WORK TO DO
Locate each line below that contains the word "railing" and copy every such line in full.

TASK INPUTS
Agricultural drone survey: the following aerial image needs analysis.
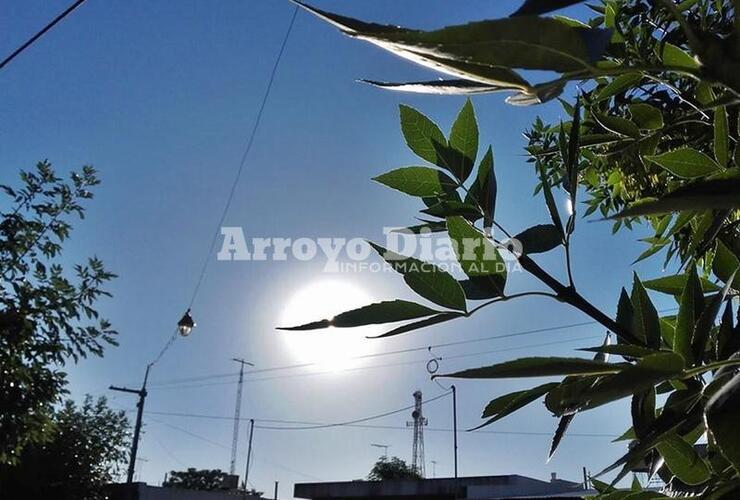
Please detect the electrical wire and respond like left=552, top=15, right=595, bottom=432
left=145, top=408, right=619, bottom=439
left=188, top=4, right=298, bottom=308
left=146, top=321, right=598, bottom=387
left=145, top=335, right=602, bottom=390
left=142, top=307, right=677, bottom=388
left=143, top=4, right=298, bottom=366
left=0, top=0, right=85, bottom=69
left=254, top=391, right=452, bottom=431
left=145, top=391, right=452, bottom=430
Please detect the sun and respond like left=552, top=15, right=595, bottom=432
left=279, top=280, right=379, bottom=371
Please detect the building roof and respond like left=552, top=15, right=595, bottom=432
left=294, top=474, right=583, bottom=500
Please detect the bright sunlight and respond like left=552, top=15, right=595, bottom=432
left=279, top=280, right=380, bottom=371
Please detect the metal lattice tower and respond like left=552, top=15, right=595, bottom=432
left=229, top=358, right=254, bottom=475
left=406, top=390, right=429, bottom=477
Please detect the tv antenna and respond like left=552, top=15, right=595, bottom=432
left=229, top=358, right=254, bottom=476
left=406, top=390, right=429, bottom=477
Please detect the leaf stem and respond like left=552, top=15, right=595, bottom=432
left=467, top=291, right=558, bottom=316
left=519, top=255, right=635, bottom=342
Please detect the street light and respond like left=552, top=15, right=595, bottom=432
left=177, top=309, right=195, bottom=337
left=109, top=309, right=195, bottom=484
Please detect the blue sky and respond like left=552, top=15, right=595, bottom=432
left=0, top=0, right=669, bottom=498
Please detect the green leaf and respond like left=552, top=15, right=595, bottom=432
left=460, top=276, right=503, bottom=300
left=565, top=96, right=581, bottom=220
left=360, top=78, right=522, bottom=95
left=447, top=217, right=506, bottom=293
left=569, top=352, right=684, bottom=409
left=465, top=146, right=498, bottom=229
left=657, top=434, right=710, bottom=485
left=370, top=243, right=467, bottom=311
left=538, top=164, right=565, bottom=240
left=373, top=167, right=457, bottom=197
left=673, top=265, right=704, bottom=366
left=592, top=111, right=640, bottom=139
left=631, top=387, right=655, bottom=438
left=399, top=104, right=447, bottom=167
left=595, top=73, right=642, bottom=102
left=448, top=99, right=478, bottom=182
left=642, top=274, right=720, bottom=295
left=714, top=106, right=730, bottom=167
left=392, top=221, right=447, bottom=234
left=278, top=299, right=442, bottom=330
left=661, top=43, right=701, bottom=70
left=512, top=0, right=583, bottom=16
left=471, top=383, right=558, bottom=430
left=547, top=413, right=576, bottom=460
left=704, top=374, right=740, bottom=472
left=691, top=273, right=736, bottom=362
left=300, top=3, right=610, bottom=73
left=712, top=240, right=740, bottom=290
left=645, top=148, right=722, bottom=179
left=514, top=224, right=563, bottom=255
left=370, top=312, right=465, bottom=339
left=578, top=344, right=659, bottom=358
left=616, top=288, right=635, bottom=332
left=716, top=301, right=740, bottom=359
left=628, top=103, right=663, bottom=130
left=630, top=273, right=660, bottom=349
left=421, top=200, right=481, bottom=220
left=611, top=168, right=740, bottom=220
left=439, top=357, right=624, bottom=379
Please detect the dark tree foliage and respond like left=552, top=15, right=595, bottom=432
left=287, top=0, right=740, bottom=500
left=367, top=456, right=421, bottom=481
left=162, top=467, right=228, bottom=491
left=0, top=162, right=116, bottom=463
left=0, top=395, right=130, bottom=500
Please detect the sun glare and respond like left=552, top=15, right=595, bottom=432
left=280, top=280, right=380, bottom=371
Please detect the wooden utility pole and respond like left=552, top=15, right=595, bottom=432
left=109, top=363, right=152, bottom=483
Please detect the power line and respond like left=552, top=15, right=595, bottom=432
left=142, top=0, right=298, bottom=365
left=146, top=335, right=601, bottom=390
left=147, top=391, right=452, bottom=430
left=0, top=0, right=85, bottom=69
left=255, top=391, right=452, bottom=431
left=150, top=418, right=323, bottom=489
left=143, top=307, right=677, bottom=388
left=147, top=408, right=619, bottom=440
left=151, top=321, right=598, bottom=387
left=188, top=4, right=298, bottom=308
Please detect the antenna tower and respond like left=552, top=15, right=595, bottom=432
left=406, top=390, right=429, bottom=477
left=229, top=358, right=254, bottom=476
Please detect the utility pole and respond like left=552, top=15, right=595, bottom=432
left=406, top=390, right=428, bottom=477
left=452, top=385, right=457, bottom=479
left=229, top=358, right=254, bottom=476
left=244, top=418, right=254, bottom=498
left=109, top=363, right=152, bottom=483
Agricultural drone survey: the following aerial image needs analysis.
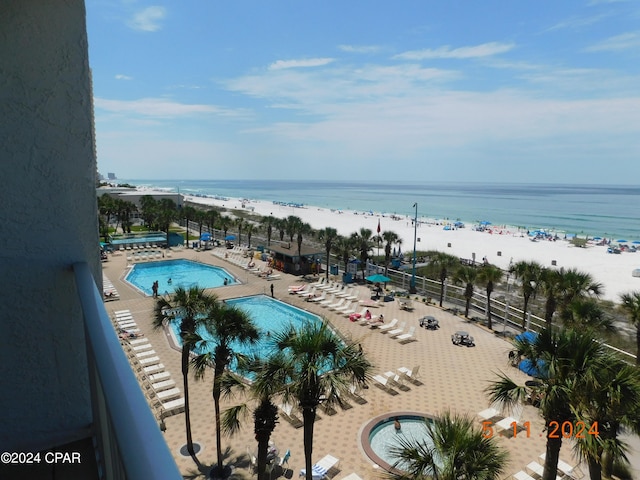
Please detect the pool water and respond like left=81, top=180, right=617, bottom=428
left=369, top=415, right=430, bottom=470
left=125, top=260, right=239, bottom=295
left=171, top=295, right=322, bottom=368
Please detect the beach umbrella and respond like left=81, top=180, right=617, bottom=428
left=366, top=273, right=391, bottom=283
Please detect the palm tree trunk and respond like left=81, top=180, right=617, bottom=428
left=213, top=364, right=224, bottom=472
left=302, top=408, right=316, bottom=480
left=542, top=436, right=562, bottom=480
left=180, top=345, right=196, bottom=458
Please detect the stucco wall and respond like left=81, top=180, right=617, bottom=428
left=0, top=0, right=100, bottom=451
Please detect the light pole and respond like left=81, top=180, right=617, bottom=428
left=409, top=202, right=418, bottom=293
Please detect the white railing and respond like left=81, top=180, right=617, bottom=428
left=73, top=263, right=182, bottom=480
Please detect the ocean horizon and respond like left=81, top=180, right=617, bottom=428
left=117, top=179, right=640, bottom=241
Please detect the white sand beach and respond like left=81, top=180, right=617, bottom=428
left=185, top=196, right=640, bottom=302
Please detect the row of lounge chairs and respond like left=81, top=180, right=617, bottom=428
left=372, top=365, right=421, bottom=395
left=113, top=310, right=184, bottom=421
left=102, top=273, right=120, bottom=302
left=513, top=453, right=584, bottom=480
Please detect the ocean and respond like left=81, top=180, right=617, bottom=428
left=118, top=179, right=640, bottom=241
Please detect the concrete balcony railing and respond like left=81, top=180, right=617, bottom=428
left=74, top=263, right=182, bottom=480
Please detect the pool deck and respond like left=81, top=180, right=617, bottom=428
left=103, top=249, right=587, bottom=480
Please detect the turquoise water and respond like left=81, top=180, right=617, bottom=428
left=125, top=260, right=239, bottom=295
left=123, top=179, right=640, bottom=240
left=171, top=295, right=322, bottom=366
left=369, top=415, right=430, bottom=469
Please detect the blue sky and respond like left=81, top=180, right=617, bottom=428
left=86, top=0, right=640, bottom=184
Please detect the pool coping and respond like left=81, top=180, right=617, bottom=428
left=360, top=410, right=435, bottom=474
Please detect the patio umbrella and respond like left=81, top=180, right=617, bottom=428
left=366, top=273, right=391, bottom=283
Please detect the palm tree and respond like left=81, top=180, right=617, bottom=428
left=390, top=412, right=508, bottom=480
left=509, top=260, right=543, bottom=329
left=191, top=299, right=259, bottom=472
left=558, top=268, right=603, bottom=322
left=181, top=205, right=196, bottom=248
left=260, top=215, right=276, bottom=246
left=234, top=217, right=246, bottom=245
left=382, top=230, right=402, bottom=275
left=221, top=356, right=286, bottom=480
left=478, top=265, right=502, bottom=330
left=351, top=228, right=373, bottom=281
left=620, top=291, right=640, bottom=365
left=426, top=250, right=460, bottom=307
left=318, top=227, right=338, bottom=280
left=486, top=328, right=605, bottom=480
left=272, top=322, right=371, bottom=480
left=574, top=353, right=640, bottom=480
left=453, top=265, right=478, bottom=318
left=333, top=235, right=356, bottom=272
left=153, top=287, right=215, bottom=457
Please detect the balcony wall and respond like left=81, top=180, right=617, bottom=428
left=0, top=0, right=101, bottom=451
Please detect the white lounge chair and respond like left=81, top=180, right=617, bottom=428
left=378, top=318, right=398, bottom=333
left=300, top=455, right=340, bottom=480
left=526, top=460, right=564, bottom=480
left=395, top=326, right=416, bottom=343
left=398, top=365, right=420, bottom=382
left=387, top=322, right=407, bottom=337
left=513, top=470, right=536, bottom=480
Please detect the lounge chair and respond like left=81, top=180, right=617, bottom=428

OUTPUT OF THE TASK
Please detect the white railing and respond like left=81, top=180, right=617, bottom=428
Please detect the concrete balcony railing and respond like left=81, top=180, right=617, bottom=428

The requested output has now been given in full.